What is needed> State only the number of lines in the entries below that contain the word "blue".
+++
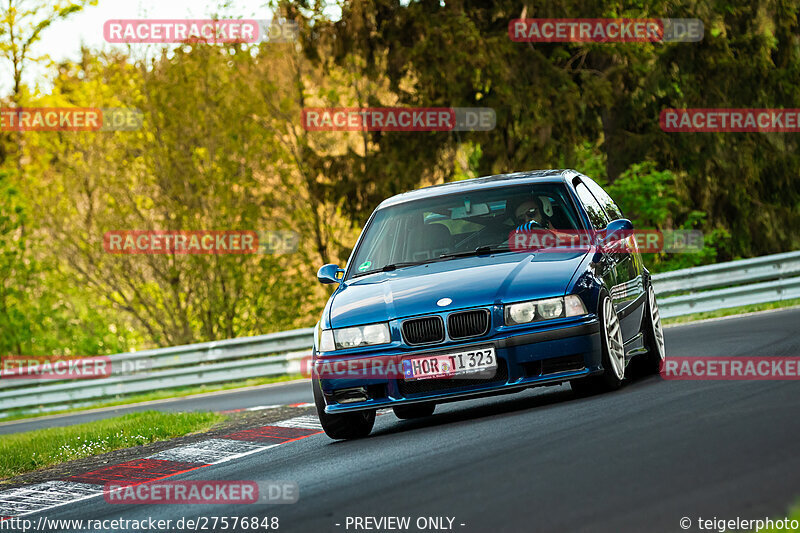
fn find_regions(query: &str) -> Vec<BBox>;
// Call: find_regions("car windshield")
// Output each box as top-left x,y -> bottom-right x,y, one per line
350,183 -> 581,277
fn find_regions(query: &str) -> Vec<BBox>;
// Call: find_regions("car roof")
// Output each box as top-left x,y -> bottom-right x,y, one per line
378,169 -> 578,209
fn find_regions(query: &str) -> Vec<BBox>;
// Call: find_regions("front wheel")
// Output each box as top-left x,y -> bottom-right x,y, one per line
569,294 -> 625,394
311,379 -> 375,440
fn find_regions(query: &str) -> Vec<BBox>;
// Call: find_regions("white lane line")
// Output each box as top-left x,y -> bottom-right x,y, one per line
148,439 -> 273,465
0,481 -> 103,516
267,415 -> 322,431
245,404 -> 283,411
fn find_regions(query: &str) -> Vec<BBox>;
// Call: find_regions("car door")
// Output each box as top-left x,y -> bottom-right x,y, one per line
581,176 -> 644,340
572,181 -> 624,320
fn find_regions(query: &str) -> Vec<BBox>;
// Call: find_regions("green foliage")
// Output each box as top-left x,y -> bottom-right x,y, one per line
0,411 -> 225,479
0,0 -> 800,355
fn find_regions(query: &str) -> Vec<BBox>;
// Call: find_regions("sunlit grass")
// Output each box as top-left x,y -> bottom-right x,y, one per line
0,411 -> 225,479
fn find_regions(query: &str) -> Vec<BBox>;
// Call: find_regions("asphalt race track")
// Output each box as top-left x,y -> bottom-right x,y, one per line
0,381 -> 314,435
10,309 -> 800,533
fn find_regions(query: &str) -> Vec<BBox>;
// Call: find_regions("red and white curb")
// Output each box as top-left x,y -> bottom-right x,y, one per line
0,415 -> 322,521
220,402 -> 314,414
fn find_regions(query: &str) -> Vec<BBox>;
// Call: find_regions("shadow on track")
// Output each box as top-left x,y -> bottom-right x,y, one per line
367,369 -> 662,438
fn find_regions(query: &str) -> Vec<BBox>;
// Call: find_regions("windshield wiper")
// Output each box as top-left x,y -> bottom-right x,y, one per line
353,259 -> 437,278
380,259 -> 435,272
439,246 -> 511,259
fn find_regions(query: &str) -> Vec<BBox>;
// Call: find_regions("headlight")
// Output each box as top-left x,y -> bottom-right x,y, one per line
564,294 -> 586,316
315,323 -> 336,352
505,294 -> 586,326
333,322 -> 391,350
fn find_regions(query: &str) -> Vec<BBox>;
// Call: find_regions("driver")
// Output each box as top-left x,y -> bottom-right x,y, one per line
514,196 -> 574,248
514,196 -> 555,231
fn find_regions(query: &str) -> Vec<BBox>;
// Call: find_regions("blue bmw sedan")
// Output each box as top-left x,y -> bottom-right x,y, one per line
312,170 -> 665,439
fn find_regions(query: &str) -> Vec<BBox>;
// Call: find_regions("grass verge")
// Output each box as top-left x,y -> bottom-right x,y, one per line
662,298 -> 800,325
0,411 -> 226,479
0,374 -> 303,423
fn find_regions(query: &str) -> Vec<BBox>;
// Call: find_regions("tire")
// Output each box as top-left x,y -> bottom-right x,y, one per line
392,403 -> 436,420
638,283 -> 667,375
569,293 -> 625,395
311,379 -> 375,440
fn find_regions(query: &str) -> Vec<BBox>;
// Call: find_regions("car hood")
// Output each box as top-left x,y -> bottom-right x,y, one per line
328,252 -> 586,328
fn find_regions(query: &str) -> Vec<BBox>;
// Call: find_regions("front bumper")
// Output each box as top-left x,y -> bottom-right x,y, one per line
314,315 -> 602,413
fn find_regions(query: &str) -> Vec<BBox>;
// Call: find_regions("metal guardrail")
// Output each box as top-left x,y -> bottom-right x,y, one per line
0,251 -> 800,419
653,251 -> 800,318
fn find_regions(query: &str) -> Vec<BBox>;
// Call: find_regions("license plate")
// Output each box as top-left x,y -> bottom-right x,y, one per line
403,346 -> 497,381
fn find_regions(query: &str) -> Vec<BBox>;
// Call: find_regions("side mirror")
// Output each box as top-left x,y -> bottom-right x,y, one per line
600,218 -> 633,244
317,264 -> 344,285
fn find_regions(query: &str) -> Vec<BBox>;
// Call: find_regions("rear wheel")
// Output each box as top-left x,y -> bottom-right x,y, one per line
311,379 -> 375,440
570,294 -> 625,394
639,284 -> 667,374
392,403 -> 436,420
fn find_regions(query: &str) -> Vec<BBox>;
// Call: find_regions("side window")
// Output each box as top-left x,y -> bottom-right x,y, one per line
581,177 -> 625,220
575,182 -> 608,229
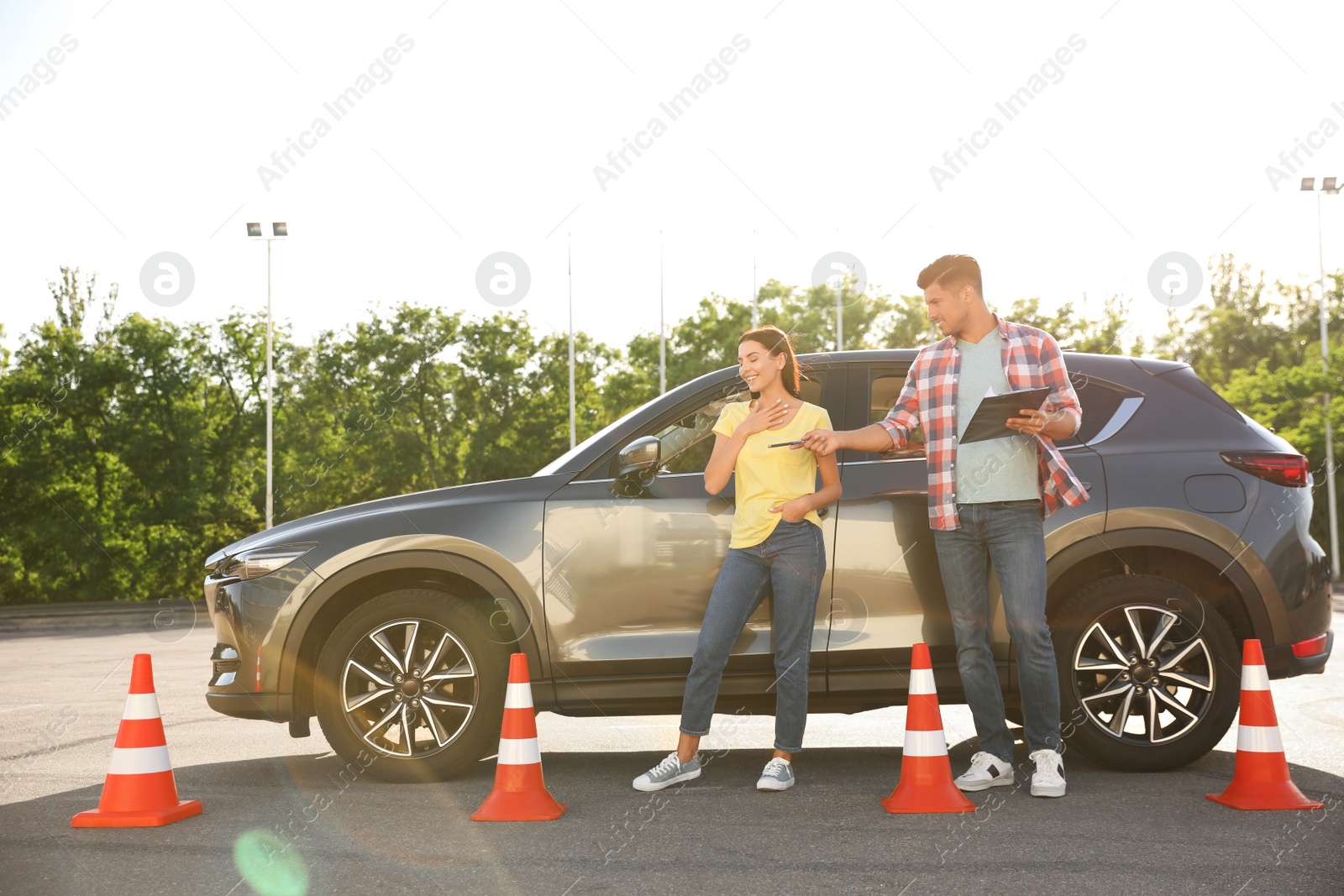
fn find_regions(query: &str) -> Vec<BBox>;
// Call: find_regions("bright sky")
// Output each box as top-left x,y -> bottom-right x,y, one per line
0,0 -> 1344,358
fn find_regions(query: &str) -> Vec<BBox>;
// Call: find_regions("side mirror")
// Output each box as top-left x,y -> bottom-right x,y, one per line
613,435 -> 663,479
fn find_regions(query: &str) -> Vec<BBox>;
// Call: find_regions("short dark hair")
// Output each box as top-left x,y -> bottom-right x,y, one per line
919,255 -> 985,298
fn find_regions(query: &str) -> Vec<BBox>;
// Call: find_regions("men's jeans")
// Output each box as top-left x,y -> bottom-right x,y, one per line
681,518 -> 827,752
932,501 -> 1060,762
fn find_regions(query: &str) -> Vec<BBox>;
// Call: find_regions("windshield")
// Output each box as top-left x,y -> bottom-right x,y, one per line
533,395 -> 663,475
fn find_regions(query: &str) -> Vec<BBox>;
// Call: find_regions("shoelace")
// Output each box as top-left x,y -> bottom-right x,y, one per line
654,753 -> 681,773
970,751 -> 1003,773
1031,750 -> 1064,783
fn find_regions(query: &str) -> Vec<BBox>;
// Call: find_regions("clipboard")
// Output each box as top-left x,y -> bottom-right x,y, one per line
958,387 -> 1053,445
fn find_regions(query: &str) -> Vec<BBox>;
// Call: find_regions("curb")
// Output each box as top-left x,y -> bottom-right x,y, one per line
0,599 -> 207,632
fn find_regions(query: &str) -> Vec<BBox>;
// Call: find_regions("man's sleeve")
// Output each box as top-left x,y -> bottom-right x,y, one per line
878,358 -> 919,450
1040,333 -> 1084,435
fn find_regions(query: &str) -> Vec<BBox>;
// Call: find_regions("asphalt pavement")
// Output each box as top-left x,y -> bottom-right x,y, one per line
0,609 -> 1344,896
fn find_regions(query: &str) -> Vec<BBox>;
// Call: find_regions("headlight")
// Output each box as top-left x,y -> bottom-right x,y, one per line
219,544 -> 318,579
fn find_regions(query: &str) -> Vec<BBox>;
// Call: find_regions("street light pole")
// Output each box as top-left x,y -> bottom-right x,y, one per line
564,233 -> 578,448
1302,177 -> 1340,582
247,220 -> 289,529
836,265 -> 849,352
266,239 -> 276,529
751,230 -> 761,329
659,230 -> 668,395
+++
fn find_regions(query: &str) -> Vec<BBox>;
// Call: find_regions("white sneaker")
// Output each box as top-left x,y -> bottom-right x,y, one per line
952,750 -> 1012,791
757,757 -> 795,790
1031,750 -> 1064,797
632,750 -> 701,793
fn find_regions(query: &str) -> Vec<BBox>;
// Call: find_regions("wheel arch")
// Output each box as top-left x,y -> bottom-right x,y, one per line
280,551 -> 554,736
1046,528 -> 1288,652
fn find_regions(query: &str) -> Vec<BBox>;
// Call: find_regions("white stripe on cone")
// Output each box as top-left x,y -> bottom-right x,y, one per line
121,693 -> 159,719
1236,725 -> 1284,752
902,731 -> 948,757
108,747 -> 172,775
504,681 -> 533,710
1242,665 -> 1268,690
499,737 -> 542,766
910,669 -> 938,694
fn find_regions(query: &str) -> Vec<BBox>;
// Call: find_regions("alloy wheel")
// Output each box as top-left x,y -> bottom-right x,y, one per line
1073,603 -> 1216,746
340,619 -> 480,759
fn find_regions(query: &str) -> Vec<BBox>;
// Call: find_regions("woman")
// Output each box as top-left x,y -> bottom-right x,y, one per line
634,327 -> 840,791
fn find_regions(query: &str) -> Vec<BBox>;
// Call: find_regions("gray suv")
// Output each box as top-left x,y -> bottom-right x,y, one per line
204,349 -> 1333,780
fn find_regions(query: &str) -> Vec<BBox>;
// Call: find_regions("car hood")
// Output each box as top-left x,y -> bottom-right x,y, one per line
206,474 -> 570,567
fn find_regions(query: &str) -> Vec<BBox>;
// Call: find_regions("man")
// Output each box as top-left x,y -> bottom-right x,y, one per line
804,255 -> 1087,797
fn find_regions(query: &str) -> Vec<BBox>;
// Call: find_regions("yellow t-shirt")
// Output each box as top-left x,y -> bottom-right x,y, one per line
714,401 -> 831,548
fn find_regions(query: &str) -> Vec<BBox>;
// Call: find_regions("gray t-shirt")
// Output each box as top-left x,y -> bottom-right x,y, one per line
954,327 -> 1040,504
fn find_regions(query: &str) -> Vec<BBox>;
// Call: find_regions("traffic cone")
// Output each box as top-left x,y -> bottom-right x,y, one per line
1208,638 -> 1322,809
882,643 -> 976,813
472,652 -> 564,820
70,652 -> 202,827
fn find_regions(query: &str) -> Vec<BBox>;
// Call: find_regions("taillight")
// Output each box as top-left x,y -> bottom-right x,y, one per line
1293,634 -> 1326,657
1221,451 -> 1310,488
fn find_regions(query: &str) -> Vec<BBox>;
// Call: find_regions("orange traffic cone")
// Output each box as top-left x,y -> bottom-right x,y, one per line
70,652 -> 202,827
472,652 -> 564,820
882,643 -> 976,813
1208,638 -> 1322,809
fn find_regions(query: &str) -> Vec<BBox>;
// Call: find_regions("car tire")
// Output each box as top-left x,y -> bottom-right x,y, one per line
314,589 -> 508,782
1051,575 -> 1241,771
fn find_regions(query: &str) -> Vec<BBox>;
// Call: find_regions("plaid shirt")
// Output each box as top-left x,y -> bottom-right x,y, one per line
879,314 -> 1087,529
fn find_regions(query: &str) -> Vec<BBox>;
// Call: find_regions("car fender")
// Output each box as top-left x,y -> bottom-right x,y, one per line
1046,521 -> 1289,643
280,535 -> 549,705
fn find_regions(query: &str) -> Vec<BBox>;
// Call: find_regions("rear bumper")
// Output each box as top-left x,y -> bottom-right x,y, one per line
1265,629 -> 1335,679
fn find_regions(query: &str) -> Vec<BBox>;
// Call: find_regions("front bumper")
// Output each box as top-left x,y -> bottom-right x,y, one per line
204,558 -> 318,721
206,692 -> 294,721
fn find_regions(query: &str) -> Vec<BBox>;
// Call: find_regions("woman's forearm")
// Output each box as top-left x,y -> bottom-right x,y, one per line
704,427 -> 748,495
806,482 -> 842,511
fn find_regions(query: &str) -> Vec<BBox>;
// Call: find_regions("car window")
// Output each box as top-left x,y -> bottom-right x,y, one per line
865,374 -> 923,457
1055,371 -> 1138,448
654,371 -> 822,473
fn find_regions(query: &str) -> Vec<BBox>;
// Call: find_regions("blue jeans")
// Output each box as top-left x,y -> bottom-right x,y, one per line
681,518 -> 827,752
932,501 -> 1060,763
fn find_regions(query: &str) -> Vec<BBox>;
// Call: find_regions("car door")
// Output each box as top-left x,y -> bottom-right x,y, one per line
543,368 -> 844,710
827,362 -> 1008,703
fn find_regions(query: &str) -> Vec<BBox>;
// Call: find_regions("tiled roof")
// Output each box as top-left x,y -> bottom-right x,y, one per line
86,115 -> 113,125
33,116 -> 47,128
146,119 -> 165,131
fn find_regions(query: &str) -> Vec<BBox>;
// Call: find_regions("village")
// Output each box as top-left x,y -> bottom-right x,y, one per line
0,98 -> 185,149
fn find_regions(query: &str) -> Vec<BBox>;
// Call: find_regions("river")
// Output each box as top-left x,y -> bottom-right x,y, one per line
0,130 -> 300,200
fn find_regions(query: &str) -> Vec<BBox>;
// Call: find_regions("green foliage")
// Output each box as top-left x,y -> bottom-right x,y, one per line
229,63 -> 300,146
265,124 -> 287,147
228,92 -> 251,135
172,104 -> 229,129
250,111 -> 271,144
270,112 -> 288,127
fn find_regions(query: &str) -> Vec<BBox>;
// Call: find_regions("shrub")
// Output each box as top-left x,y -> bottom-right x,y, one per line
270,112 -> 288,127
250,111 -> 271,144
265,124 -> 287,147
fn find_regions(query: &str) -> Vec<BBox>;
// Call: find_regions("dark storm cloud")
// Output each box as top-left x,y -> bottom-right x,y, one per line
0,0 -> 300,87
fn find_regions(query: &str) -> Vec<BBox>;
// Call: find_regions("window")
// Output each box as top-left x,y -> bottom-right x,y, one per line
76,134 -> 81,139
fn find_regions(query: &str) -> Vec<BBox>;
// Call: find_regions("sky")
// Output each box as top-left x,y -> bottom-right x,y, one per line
+++
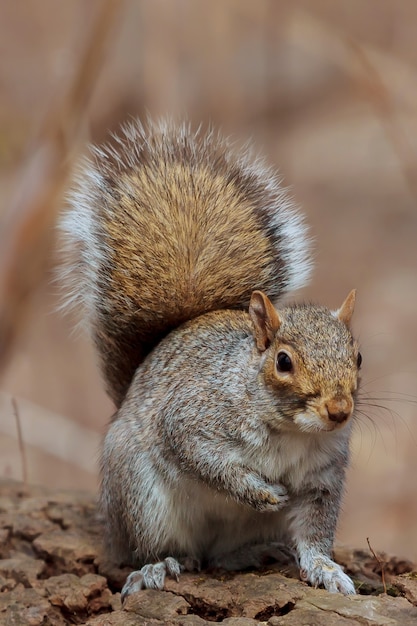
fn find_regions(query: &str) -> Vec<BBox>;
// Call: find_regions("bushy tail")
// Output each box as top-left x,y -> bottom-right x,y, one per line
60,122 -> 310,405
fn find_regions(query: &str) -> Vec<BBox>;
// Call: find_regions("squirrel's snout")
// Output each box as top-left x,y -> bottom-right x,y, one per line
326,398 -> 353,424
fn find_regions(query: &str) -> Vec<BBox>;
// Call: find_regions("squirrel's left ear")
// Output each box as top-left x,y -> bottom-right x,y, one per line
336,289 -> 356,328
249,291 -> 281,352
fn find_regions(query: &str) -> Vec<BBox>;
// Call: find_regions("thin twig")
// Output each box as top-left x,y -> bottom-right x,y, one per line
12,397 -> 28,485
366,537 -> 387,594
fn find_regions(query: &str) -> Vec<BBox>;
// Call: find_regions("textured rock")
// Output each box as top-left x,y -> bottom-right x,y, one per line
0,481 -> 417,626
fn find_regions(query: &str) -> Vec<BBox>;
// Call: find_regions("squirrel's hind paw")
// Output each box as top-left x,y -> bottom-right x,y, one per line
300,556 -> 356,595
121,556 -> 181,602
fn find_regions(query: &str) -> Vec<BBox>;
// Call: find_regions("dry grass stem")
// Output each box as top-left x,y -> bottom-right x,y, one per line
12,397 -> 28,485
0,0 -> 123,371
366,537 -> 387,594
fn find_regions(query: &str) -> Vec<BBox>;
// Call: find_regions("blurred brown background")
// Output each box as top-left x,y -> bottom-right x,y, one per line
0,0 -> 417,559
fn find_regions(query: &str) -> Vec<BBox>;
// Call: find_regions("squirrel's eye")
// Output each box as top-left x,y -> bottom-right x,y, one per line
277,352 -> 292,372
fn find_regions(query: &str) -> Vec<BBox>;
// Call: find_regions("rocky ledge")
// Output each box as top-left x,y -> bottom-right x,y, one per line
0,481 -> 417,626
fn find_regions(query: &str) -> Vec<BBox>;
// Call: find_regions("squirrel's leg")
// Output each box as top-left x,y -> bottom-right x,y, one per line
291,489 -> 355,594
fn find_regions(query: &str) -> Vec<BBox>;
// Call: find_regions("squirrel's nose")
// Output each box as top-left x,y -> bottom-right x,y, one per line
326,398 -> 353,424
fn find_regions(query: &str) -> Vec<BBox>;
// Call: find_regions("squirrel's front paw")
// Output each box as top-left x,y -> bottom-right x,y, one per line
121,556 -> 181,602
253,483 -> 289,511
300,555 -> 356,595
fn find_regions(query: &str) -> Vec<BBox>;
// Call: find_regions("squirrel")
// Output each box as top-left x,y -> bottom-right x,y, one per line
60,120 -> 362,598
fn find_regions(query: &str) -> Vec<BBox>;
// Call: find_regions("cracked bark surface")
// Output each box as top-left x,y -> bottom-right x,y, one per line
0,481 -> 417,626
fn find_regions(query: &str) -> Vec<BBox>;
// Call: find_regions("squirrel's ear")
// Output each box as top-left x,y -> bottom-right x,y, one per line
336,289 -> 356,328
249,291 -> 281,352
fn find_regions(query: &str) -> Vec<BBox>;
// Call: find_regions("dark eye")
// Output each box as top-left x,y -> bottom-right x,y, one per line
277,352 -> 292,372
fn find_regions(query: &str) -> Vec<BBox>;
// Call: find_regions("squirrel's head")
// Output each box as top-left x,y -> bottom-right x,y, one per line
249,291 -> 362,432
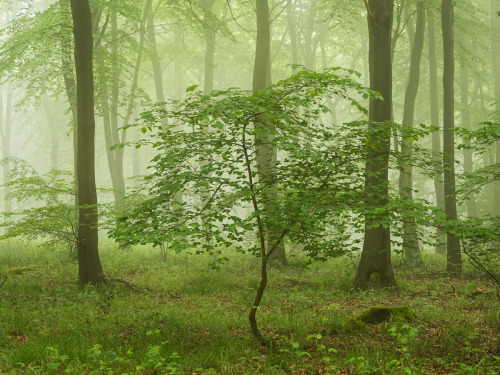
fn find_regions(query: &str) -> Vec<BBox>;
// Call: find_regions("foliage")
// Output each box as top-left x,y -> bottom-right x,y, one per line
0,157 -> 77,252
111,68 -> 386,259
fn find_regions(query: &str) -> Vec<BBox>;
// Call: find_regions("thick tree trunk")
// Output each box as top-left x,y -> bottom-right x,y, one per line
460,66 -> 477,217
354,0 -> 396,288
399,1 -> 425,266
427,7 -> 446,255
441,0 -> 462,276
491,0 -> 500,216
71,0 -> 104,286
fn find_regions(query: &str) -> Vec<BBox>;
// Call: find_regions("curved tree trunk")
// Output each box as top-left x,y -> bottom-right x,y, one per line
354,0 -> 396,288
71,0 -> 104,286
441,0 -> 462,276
+++
Solved problem> 2